Problems and tasks ->
- A) In the film review, which actress plays the lonely woman whose husband has left both the group and her?
- B) In the film review, shorten the paragraph that begins "David Lindsay-Abaire has expanded" into a brief bulleted list that keeps its main points.
- C) Carry the film review on from where it stops.

Ergo Nat’s wacky monologue on the Kennedy clan’s decades long dance with death
and Howie’s decision to smoke pot before the meetings with a lonely woman
(Sandra Oh) whose own husband has ditched group and her. A wicked moment occurs
in the bedroom of the dead kid when Howie – showing the house to prospective
buyers, young parents with their own young son in tow – suggests almost
gleefully that if they buy his house the ghost of his dead son will be
tossed in as an odd kind of closing bonus,
David Lindsay-Abaire has expanded
on his Pulitzer award-winning play. A major upgrade involves Becca tailing
Jason’s school bus. Becca and Jason’s scenes are crucial to buying the film’s
nuanced take on the intractably open-ended nature of grief. If you’re put off
by the feeling that Becca is “stalking” Jason then maybe that’s a deal breaker.
If, however, your favorite movies involve characters who wildly trespass across
social boundaries then this almost flirtatious “courtship” across the
generations should pique your interest -- adding emotional credibility to the
science fiction like metaphor cradled in Jason’s comic book, Rabbit Hole, as
a child pursues his dead scientist dad into a strange vortex of parallel
“Somewhere out there, there’s a
version of me, what? – making pancakes?”
“Sure. If space is infinite, then
there are tons of you’s out there, and tons of me’s.”

Provided records ->
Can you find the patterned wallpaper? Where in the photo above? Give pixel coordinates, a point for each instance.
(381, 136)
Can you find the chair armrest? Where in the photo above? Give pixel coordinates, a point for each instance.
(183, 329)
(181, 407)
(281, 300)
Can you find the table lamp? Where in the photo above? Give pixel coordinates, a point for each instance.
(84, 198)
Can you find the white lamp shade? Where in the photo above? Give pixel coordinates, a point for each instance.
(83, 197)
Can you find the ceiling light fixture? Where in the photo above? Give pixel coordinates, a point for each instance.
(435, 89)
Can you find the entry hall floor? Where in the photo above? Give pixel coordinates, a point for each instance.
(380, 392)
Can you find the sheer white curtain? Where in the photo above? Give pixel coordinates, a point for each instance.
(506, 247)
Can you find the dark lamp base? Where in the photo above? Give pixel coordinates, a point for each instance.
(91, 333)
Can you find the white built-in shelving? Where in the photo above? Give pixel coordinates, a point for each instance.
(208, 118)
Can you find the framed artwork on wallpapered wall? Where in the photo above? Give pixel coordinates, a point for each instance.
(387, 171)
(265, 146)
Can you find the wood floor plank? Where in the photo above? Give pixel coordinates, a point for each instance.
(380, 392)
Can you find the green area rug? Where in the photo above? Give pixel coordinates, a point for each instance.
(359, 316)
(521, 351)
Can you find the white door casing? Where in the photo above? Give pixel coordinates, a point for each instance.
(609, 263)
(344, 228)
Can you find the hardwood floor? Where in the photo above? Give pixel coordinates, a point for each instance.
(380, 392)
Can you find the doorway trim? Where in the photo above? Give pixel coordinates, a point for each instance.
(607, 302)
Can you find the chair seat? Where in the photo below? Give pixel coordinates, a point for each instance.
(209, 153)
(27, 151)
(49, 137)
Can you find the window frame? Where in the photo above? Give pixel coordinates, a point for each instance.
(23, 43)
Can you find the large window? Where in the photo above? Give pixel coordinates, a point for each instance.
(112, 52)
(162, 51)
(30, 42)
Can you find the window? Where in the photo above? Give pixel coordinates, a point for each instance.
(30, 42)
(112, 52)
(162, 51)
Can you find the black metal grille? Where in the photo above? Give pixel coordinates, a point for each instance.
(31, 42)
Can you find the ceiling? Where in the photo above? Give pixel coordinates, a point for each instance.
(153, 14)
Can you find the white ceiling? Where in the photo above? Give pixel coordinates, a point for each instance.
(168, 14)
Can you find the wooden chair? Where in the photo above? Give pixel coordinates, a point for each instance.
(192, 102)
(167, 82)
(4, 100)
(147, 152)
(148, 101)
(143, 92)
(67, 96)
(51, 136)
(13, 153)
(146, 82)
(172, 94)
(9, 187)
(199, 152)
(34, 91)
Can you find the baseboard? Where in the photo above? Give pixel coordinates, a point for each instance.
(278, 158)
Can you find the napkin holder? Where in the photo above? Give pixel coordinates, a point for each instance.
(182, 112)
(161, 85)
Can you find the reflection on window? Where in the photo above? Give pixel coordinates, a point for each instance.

Task-by-task outputs ->
- A) Sandra Oh

- B)
- David Lindsay-Abaire has expanded on his Pulitzer award-winning play.
- A major addition has Becca tailing Jason's school bus.
- Becca and Jason's scenes are central to the film's nuanced view of grief as open-ended.
- Viewers who feel Becca is "stalking" Jason may find that a deal breaker.
- Viewers who like characters crossing social boundaries may be drawn to this almost flirtatious "courtship" across generations.
- That relationship gives emotional credibility to the science-fiction-like metaphor in Jason's comic book, Rabbit Hole, in which a child follows his dead scientist father into a strange vortex.

- C)
“And this is just the sad version
of us – there are other versions where everything goes our way.”
“That’s a nice thought. That
somewhere out there I’m having a good time.”
Rabbit Hole pivots on a
troubling, ferociously conflicted relationship: two people reaching out across
an abyss: neither friends, nor enemies, neither mother/son nor lovers -- this
most untypical couple perch on a park bench constructing a new myth allowing
them to pursue their separate fates.
Actor, playwright, filmmaker John
Cameron Mitchell has had ample opportunity to grapple with grief – from the
childhood death of a younger brother, to his work in Larry Kramer’s classic
AIDS era drama, The Destiny of Me, to creating his miraculous queer
redemptive comedies Hedwig and the Angry Inch and Shortbus. Our
phone chat covered a daring collaboration with the writer, the stars,
co-producer Nicole Kidman, Aaron Eckhart as well as his nurturing a revelatory
performance from newcomer Miles Teller.
Lamble: Howie’s tour through Danny’s room radiates
disjointed black humor -- he’s imparting the message that if you buy this house
you son’s bedroom will be haunted by my dead son.
Mitchell: It’s almost Pinteresque. I encouraged Aaron
to improvise, “You know, I still talk to my child, he’s here, he’ll always be
here – whoever buys the house he’ll be with them.”
Lamble: Miles Teller has a remarkable face, a face
people haven’t seen so they’re not confusing him with any other character.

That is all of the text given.